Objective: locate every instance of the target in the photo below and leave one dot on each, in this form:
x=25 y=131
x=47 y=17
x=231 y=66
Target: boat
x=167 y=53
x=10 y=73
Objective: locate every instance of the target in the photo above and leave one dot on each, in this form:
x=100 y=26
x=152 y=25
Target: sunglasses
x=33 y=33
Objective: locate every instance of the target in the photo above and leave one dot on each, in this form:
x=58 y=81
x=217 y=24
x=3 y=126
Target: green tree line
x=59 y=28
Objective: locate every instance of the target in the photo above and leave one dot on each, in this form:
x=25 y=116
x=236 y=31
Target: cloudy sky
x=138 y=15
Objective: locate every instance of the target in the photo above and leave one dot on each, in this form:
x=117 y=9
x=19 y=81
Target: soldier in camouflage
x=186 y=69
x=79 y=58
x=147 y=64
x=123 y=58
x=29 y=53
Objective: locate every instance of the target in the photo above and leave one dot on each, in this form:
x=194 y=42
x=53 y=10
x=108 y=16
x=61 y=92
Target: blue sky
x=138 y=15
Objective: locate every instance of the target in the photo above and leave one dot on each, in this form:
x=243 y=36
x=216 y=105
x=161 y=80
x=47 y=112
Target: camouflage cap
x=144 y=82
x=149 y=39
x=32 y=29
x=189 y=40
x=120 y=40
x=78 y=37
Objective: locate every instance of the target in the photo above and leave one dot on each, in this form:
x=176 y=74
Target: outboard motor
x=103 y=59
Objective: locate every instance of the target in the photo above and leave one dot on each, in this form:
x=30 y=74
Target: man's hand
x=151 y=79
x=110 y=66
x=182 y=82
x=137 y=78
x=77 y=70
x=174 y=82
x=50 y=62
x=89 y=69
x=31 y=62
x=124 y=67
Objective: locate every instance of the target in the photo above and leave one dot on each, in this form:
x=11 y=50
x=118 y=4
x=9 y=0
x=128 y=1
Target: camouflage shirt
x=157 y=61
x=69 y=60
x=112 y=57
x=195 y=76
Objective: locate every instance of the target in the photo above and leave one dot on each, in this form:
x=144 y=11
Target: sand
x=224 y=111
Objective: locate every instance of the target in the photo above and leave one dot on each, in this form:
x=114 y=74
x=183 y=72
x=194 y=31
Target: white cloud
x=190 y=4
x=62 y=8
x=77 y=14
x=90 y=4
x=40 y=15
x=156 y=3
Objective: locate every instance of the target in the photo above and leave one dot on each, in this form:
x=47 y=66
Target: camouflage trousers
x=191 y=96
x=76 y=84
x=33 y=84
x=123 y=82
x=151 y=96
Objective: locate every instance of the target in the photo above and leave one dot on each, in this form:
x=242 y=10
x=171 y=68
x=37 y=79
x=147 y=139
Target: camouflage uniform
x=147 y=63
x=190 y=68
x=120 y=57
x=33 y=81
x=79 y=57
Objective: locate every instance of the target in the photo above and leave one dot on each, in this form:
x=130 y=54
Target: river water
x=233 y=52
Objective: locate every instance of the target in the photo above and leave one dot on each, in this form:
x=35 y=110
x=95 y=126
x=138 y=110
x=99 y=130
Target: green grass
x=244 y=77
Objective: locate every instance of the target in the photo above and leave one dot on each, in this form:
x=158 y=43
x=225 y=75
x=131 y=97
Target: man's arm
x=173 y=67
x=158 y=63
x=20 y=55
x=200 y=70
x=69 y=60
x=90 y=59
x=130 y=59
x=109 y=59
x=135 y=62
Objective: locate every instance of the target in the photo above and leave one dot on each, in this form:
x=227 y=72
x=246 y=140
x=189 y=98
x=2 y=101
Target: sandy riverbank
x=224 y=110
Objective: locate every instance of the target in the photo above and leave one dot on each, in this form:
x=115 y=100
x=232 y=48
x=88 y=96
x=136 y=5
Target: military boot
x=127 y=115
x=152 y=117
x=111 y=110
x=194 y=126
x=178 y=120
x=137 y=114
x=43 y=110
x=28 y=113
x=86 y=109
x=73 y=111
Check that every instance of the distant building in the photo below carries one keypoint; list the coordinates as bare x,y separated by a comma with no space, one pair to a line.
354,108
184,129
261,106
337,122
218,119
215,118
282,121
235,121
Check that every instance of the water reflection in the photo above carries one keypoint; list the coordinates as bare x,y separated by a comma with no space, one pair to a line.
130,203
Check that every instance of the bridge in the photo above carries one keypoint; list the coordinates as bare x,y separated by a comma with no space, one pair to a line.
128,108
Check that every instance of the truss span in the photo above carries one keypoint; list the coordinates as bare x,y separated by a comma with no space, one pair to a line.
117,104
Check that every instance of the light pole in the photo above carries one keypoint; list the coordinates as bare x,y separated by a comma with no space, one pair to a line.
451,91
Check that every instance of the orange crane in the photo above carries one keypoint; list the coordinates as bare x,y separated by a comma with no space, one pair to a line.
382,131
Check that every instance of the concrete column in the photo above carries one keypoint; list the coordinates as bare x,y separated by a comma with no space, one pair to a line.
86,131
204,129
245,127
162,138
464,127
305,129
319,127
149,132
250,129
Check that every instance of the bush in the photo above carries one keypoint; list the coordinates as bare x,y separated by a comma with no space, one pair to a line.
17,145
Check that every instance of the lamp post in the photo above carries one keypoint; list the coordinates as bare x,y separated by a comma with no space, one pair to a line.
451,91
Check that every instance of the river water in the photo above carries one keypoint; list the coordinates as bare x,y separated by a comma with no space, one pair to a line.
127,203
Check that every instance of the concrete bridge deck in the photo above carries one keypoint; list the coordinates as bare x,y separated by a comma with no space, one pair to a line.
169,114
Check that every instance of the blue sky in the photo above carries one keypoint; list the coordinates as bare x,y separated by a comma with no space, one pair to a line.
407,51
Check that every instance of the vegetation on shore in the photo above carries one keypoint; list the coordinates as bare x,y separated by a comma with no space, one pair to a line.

::::::

Exercise: Set down only these lines, exactly: the one containing "Check that every instance of the blue" and each line after it through the end of the entries above.

Answer box:
Check that every instance of the blue sky in the photo above carries one keypoint; list the coordinates as bare x,y separated by a comma with no space, one pair to a line.
407,51
Check that every instance of the vegetation on shore in the photo above carries one keypoint; list the coordinates as bare x,y separated by a comma with no space, one pair to a line.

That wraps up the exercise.